Exercise instructions :: Write out every line below, from the one containing "Can you see the weathervane?" down through the last line of the items, both ends included, with the requests unchanged. Scale each point coordinate in the answers by 0.2 and round it to a whole number, with halves rounding up.

— Start Supplied information —

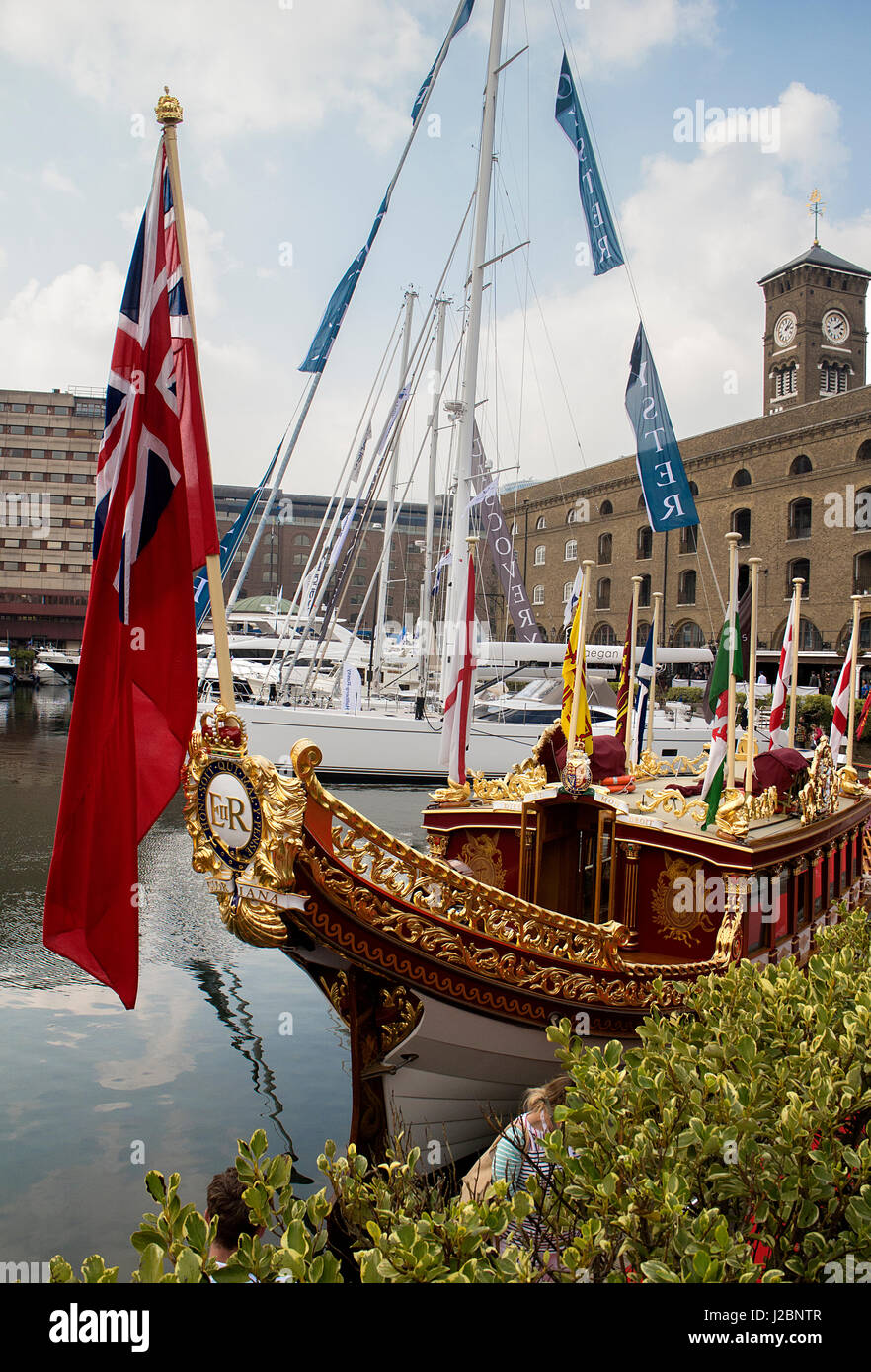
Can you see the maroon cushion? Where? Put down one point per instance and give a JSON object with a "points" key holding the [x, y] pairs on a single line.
{"points": [[608, 757]]}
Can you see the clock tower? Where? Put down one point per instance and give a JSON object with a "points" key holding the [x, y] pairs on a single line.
{"points": [[815, 330]]}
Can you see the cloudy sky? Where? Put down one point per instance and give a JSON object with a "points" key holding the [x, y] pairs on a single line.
{"points": [[295, 114]]}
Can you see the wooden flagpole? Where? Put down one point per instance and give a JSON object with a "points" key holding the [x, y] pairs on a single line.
{"points": [[168, 112], [630, 704], [750, 767], [733, 539], [797, 584], [850, 718], [579, 656]]}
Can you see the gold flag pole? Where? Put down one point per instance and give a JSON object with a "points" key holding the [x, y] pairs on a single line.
{"points": [[630, 701], [797, 584], [658, 598], [168, 112], [733, 539], [750, 767], [850, 718], [579, 656]]}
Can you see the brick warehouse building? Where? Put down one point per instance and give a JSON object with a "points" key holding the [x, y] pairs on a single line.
{"points": [[792, 482]]}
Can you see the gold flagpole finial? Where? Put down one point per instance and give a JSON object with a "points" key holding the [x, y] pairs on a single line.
{"points": [[817, 206], [168, 109]]}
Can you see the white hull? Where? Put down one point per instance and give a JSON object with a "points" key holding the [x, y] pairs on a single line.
{"points": [[370, 745]]}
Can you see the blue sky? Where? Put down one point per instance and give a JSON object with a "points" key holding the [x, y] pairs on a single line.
{"points": [[293, 118]]}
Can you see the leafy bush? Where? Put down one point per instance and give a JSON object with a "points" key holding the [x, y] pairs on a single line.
{"points": [[736, 1131]]}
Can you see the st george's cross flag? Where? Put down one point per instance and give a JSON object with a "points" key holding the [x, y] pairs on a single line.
{"points": [[136, 688], [841, 706], [458, 693], [776, 734]]}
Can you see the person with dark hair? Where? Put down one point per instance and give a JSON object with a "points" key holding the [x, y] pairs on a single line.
{"points": [[224, 1200]]}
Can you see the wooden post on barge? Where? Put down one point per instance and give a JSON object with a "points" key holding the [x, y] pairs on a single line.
{"points": [[630, 704], [733, 539], [168, 112], [655, 630], [750, 767], [850, 718], [581, 656], [797, 584]]}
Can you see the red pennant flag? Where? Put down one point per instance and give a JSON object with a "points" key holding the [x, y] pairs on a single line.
{"points": [[136, 689]]}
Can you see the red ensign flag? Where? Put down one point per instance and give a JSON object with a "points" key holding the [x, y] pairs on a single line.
{"points": [[136, 689]]}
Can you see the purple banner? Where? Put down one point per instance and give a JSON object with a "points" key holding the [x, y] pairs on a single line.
{"points": [[503, 549]]}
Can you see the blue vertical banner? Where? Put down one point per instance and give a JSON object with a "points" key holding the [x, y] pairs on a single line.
{"points": [[660, 467], [603, 243]]}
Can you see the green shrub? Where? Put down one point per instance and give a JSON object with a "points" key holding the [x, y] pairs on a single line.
{"points": [[737, 1119]]}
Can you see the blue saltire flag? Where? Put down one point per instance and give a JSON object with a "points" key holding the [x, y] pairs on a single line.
{"points": [[462, 18], [642, 693], [229, 545], [660, 467], [603, 243]]}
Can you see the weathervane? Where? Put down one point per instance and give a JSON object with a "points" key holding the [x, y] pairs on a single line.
{"points": [[815, 207]]}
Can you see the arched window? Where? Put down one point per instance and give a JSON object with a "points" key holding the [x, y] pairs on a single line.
{"points": [[832, 377], [688, 538], [686, 589], [800, 519], [799, 567], [810, 637], [688, 636], [861, 573]]}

— End Supplied information —

Exercise response ::
Can you see the weathervane? Where? Put down one point per instance and give a JSON object with a "points" key holding the [x, y] pairs on a single line.
{"points": [[163, 41]]}
Can you see the arched window? Where? Put down one point per instance and give a JSON object with a "points" key holding the [x, y] pairs on a single line.
{"points": [[166, 75], [138, 108], [137, 118], [160, 104], [160, 113], [162, 127], [138, 127], [172, 115]]}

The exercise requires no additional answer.